Consignes de l'exercice = Réécrivez les données depuis la ligne contenant « Your task is to mark every column » jusqu'à la fin, en substituant « cupboard door » à « cabinet door » et sans rien modifier d'autre. Ne reproduisez pas les images dans votre réponse.

Données disponibles =
______________________________
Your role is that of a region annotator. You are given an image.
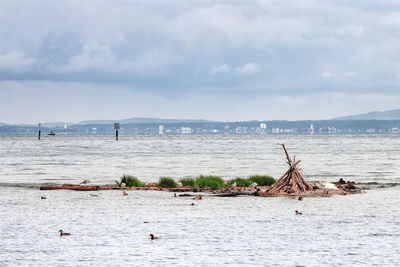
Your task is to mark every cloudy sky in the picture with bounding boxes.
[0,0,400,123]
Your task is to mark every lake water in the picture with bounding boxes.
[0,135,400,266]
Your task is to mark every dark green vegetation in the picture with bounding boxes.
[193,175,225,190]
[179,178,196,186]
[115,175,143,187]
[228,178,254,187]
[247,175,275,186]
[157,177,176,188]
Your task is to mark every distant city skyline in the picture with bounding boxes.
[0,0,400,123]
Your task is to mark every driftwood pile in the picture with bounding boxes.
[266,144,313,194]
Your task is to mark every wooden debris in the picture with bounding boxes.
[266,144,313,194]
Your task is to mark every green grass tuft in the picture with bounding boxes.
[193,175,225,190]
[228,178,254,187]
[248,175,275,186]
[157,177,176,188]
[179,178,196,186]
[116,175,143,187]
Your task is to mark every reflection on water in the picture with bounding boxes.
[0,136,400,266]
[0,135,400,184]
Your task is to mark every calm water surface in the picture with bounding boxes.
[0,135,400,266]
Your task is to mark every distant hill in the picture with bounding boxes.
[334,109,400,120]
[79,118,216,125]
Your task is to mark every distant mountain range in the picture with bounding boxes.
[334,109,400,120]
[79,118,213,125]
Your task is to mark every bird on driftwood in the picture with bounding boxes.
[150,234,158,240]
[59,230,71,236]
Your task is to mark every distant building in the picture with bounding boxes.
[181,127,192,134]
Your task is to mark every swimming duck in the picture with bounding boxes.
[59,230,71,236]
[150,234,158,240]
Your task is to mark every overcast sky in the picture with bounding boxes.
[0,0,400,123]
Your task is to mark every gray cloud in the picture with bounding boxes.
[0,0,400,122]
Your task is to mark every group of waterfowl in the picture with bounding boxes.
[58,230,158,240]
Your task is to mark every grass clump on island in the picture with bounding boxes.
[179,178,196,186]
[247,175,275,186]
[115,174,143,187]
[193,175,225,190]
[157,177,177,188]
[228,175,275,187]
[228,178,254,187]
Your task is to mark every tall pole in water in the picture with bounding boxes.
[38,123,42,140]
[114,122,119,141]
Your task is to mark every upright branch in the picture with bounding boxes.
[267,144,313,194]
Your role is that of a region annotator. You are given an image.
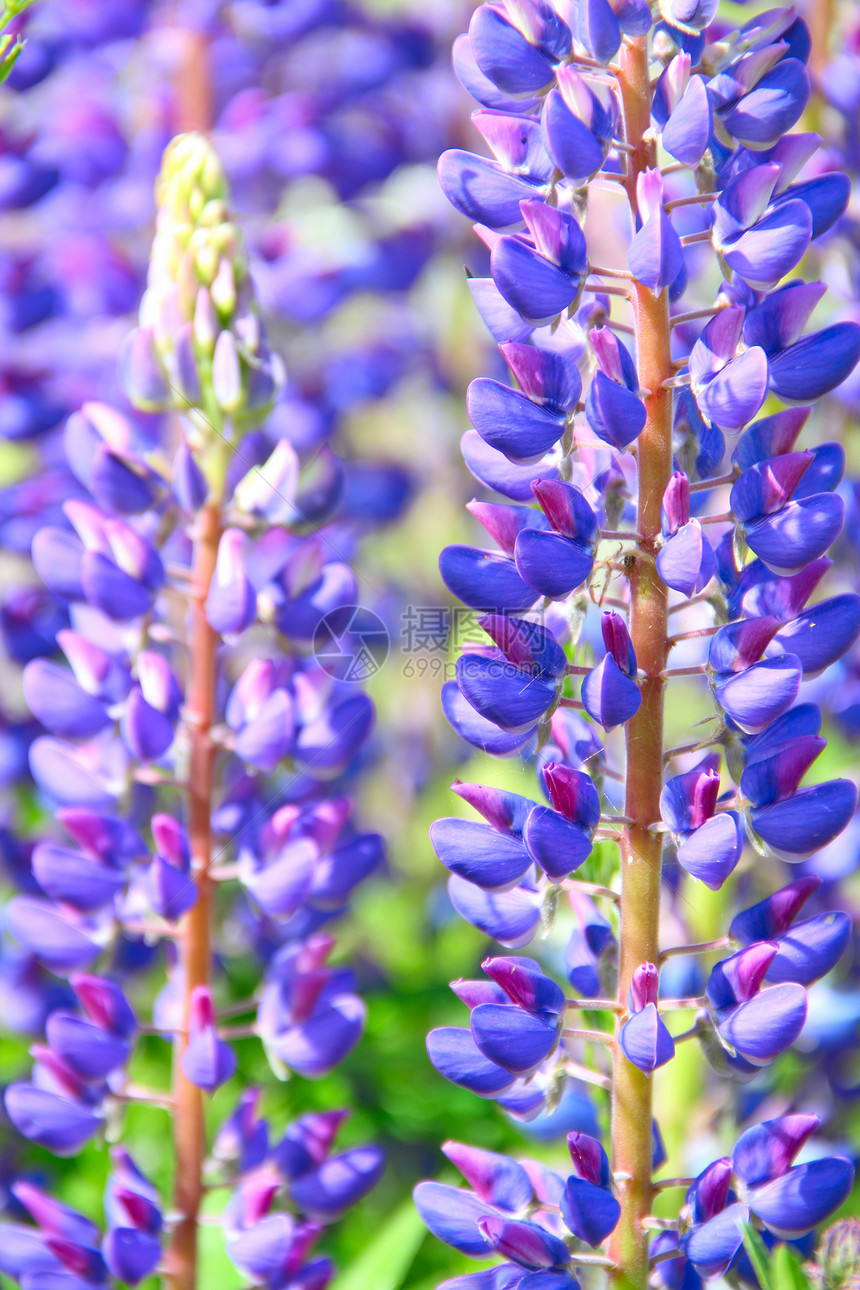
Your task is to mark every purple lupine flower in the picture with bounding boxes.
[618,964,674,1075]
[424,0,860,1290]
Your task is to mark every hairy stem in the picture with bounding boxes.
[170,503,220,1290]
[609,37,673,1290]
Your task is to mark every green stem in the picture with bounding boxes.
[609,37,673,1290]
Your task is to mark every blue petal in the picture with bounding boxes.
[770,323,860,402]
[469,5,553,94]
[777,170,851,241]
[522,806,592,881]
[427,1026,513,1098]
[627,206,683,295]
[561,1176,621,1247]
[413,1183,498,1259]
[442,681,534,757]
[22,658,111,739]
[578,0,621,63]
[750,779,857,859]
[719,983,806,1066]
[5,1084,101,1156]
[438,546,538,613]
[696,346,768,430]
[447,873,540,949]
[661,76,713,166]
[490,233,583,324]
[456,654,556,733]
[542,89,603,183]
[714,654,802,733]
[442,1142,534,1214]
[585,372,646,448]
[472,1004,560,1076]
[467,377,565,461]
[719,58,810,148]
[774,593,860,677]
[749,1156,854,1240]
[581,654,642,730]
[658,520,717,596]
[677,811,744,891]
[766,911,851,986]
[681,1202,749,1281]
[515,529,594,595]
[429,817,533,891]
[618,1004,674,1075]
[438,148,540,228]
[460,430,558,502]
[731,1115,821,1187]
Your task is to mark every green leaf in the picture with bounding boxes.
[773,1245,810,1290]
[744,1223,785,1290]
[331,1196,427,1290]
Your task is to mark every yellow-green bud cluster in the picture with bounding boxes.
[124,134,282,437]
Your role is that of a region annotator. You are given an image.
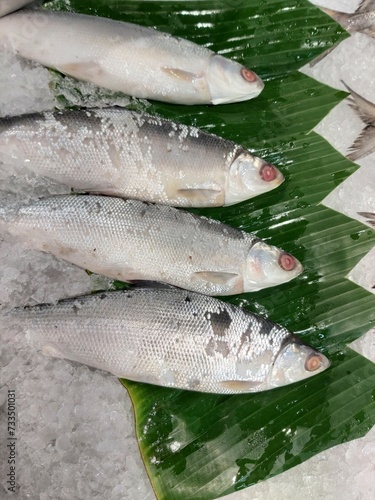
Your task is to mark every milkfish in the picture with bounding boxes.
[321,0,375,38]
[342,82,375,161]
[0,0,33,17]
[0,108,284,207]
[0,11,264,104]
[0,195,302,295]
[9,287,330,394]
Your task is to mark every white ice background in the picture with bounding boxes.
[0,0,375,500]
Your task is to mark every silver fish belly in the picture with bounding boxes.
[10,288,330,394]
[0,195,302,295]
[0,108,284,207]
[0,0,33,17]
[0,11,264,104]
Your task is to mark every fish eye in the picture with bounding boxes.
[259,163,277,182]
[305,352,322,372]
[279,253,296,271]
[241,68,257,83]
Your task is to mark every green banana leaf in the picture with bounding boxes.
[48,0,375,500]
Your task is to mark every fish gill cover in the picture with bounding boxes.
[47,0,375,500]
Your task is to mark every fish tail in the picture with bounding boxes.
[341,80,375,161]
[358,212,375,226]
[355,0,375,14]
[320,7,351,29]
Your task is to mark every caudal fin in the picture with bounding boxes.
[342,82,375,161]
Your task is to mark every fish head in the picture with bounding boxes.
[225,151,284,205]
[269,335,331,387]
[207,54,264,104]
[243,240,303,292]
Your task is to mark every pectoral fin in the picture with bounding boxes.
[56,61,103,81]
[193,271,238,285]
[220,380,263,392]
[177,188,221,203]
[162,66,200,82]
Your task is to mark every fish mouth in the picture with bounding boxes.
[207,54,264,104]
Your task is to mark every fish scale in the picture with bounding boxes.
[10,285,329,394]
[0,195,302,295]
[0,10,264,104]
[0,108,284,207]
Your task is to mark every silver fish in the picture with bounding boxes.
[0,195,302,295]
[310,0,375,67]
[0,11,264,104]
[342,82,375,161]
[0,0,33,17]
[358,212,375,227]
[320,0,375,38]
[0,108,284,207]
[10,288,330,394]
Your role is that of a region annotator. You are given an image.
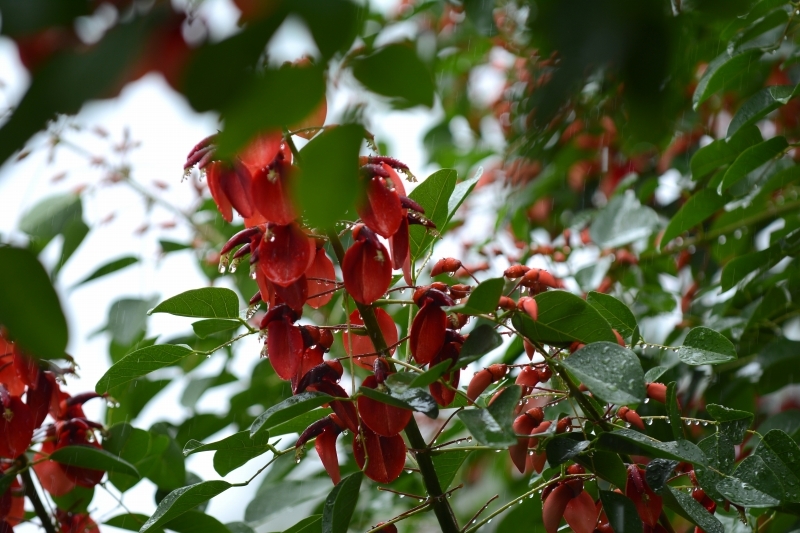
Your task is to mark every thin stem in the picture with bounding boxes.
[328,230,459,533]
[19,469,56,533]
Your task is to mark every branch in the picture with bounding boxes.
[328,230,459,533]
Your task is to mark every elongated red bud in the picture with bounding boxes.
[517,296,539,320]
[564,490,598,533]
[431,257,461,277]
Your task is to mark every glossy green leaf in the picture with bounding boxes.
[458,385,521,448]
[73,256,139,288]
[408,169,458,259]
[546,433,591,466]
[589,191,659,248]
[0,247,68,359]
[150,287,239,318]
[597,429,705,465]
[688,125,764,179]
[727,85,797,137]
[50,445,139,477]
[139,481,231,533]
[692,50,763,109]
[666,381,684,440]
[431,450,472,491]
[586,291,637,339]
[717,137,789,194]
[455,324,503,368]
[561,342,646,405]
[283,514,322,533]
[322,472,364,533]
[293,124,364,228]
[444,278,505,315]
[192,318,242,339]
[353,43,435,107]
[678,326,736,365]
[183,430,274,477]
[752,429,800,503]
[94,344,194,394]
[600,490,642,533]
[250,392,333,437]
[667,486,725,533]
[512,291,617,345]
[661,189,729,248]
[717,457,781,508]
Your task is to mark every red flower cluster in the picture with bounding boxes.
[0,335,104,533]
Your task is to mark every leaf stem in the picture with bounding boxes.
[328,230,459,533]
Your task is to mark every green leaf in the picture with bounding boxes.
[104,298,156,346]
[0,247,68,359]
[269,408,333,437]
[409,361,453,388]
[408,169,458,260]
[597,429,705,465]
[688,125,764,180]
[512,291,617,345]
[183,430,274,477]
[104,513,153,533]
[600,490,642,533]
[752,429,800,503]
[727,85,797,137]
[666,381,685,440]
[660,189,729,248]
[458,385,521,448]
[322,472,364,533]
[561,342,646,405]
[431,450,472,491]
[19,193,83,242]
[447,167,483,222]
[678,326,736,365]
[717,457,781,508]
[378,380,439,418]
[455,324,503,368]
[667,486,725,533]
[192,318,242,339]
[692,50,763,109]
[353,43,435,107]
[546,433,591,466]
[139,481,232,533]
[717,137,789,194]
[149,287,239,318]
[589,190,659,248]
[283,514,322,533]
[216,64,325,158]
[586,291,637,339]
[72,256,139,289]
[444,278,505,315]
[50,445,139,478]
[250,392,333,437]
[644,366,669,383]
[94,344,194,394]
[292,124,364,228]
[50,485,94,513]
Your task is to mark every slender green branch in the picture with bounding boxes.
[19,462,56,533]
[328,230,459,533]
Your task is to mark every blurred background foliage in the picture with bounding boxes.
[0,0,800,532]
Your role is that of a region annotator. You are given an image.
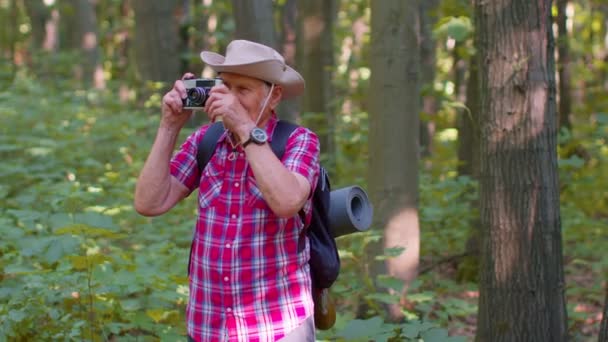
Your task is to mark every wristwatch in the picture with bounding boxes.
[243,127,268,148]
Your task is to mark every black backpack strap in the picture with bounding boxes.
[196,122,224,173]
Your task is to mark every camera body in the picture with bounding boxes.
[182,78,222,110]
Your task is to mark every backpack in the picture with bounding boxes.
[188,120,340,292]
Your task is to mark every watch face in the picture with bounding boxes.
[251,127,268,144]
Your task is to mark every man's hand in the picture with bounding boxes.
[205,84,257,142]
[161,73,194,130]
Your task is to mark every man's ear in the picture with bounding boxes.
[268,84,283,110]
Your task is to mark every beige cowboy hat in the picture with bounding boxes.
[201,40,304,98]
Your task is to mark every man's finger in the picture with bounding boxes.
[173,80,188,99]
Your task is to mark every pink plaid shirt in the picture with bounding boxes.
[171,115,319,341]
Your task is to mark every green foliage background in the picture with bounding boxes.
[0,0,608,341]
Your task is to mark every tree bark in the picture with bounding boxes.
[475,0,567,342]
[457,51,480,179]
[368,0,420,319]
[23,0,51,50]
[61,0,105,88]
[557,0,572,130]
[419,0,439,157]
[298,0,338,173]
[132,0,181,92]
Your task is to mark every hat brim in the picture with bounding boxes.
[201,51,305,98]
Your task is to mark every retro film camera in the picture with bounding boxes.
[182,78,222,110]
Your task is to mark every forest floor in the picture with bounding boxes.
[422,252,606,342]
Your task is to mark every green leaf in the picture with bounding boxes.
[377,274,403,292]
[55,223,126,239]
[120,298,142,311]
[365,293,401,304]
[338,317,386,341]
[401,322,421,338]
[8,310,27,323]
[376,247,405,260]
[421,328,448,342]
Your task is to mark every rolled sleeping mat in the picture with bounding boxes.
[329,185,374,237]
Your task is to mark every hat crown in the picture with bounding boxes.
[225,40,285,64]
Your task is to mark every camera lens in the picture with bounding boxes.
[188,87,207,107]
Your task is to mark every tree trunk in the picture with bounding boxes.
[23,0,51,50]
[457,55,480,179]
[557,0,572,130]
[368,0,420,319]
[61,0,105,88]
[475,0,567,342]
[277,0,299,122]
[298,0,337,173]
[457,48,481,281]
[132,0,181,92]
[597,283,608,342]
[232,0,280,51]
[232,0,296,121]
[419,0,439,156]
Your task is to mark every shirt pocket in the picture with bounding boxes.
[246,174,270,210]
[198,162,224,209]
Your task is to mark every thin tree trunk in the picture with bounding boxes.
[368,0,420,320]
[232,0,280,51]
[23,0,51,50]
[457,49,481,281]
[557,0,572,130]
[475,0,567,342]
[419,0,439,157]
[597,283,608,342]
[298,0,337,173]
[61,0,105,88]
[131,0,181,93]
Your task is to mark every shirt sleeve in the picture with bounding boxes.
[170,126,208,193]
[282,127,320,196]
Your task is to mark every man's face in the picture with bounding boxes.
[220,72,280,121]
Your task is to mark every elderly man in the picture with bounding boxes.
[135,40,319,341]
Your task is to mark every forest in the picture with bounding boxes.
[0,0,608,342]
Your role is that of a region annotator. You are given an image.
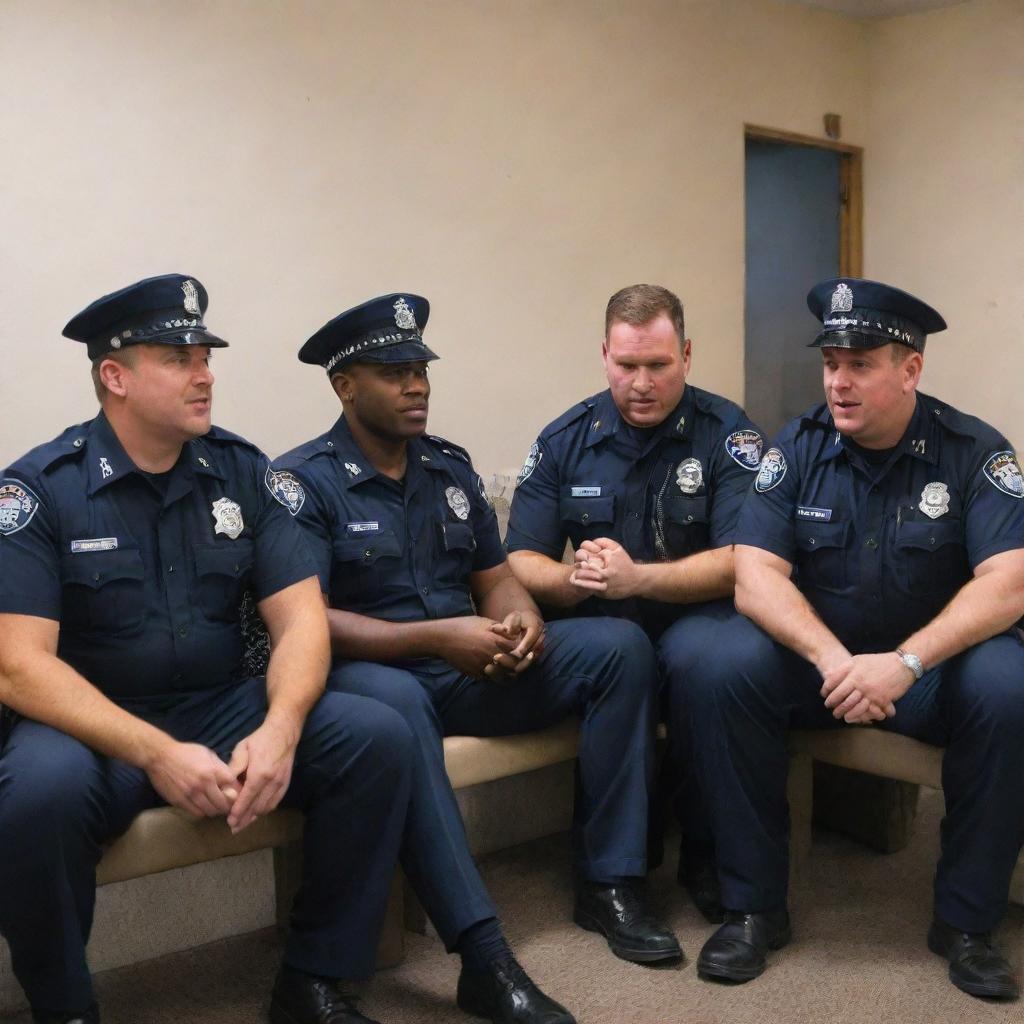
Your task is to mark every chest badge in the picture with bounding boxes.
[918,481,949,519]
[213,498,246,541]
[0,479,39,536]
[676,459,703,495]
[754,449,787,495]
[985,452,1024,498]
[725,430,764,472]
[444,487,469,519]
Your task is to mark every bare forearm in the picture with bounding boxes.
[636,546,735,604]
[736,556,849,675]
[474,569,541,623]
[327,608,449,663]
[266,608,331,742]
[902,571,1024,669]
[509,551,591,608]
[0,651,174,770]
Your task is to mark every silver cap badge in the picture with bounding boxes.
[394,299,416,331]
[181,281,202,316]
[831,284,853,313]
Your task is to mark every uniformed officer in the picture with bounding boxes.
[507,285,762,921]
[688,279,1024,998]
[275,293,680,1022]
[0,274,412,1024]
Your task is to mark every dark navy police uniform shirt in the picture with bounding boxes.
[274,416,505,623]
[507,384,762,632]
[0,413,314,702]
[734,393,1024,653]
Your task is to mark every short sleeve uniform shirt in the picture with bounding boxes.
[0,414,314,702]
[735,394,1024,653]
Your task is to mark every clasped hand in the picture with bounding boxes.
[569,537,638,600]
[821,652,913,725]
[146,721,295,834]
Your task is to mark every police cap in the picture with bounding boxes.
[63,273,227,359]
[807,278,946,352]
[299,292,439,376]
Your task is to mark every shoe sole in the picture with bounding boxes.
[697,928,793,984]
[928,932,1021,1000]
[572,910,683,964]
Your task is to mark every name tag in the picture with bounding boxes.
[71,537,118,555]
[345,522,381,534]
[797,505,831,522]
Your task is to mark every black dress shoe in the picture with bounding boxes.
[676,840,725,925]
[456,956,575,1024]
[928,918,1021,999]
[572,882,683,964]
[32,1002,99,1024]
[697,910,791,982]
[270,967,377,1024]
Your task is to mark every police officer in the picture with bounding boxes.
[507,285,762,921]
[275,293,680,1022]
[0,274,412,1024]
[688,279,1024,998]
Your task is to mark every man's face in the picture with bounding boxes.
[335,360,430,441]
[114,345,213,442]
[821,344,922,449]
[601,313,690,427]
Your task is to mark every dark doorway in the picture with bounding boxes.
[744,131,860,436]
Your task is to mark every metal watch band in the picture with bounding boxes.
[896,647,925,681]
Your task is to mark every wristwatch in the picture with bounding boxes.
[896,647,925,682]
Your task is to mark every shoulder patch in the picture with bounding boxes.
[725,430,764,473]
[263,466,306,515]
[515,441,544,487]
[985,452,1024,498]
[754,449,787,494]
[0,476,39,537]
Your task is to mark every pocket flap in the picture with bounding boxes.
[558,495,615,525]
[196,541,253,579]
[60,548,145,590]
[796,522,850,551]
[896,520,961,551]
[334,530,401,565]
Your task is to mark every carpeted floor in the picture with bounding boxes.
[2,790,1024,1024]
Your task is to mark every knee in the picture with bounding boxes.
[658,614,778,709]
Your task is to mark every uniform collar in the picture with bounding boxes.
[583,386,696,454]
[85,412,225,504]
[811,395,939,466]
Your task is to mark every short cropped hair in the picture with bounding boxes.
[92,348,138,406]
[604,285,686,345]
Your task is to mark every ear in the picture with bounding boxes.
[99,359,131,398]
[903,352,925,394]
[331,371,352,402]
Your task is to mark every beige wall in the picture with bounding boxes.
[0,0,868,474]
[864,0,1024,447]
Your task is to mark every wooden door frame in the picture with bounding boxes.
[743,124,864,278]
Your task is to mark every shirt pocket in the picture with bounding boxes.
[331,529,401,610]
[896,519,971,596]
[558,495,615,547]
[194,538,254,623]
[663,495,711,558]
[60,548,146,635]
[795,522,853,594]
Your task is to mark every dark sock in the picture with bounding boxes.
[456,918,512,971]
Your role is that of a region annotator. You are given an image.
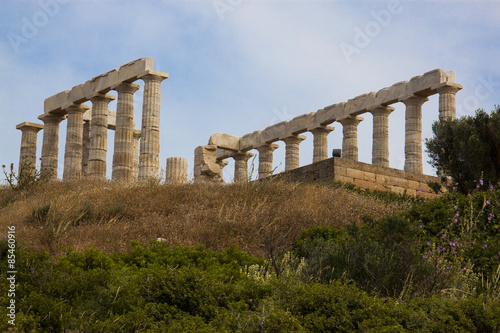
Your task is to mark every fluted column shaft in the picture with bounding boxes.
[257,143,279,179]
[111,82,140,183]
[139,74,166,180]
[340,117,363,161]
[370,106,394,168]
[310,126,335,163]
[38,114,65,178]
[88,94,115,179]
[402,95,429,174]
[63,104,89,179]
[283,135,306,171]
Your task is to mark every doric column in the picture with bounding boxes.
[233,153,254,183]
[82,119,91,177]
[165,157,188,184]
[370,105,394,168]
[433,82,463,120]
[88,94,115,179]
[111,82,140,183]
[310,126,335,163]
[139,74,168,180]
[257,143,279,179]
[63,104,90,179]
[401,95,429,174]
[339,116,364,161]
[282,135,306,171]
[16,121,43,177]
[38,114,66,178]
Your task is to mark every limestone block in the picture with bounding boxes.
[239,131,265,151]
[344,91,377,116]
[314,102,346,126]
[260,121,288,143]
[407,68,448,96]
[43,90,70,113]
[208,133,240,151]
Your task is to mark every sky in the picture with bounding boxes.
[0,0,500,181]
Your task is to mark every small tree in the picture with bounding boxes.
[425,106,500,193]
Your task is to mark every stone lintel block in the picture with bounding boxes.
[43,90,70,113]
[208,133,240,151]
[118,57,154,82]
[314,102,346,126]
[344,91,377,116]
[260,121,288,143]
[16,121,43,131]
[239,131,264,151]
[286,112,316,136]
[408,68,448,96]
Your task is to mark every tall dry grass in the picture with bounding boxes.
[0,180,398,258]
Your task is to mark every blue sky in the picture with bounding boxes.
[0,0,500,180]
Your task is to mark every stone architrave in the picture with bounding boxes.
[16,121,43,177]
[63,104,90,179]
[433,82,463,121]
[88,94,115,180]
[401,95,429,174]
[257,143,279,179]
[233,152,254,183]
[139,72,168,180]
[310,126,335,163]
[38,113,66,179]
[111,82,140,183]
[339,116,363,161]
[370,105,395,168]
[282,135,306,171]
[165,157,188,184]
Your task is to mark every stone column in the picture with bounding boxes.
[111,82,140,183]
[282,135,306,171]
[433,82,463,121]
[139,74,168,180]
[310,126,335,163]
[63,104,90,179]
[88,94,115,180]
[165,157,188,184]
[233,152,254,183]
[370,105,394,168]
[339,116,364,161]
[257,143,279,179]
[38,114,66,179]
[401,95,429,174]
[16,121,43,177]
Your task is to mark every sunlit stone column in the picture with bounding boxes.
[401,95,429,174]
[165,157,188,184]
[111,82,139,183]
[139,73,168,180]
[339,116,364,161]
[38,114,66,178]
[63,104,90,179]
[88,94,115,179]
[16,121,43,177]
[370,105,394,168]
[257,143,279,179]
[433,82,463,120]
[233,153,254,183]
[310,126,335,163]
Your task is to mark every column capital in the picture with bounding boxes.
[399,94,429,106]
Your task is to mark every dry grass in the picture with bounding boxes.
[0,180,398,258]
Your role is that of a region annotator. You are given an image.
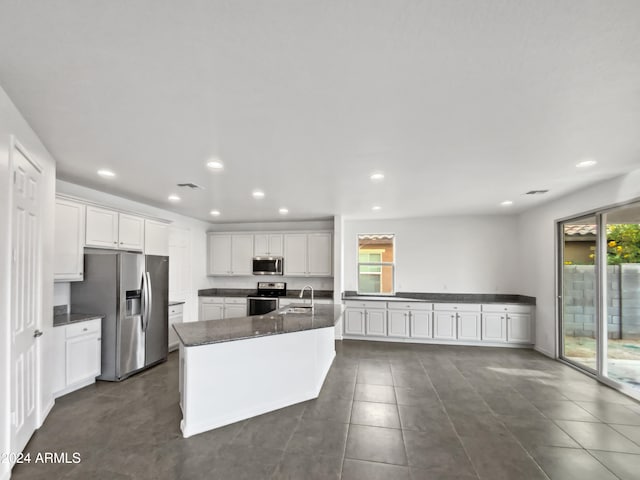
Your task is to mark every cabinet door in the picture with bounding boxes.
______________________________
Réponse attendue =
Your task is to mark every column capital in the picture with bounding boxes.
[399,94,429,106]
Your task is to mark every dry grass in the picture with bounding boxes.
[0,180,398,258]
Your role is that of a region annotator. You are given an image.
Your task is to mark every cupboard door in the picture with bounding boxes.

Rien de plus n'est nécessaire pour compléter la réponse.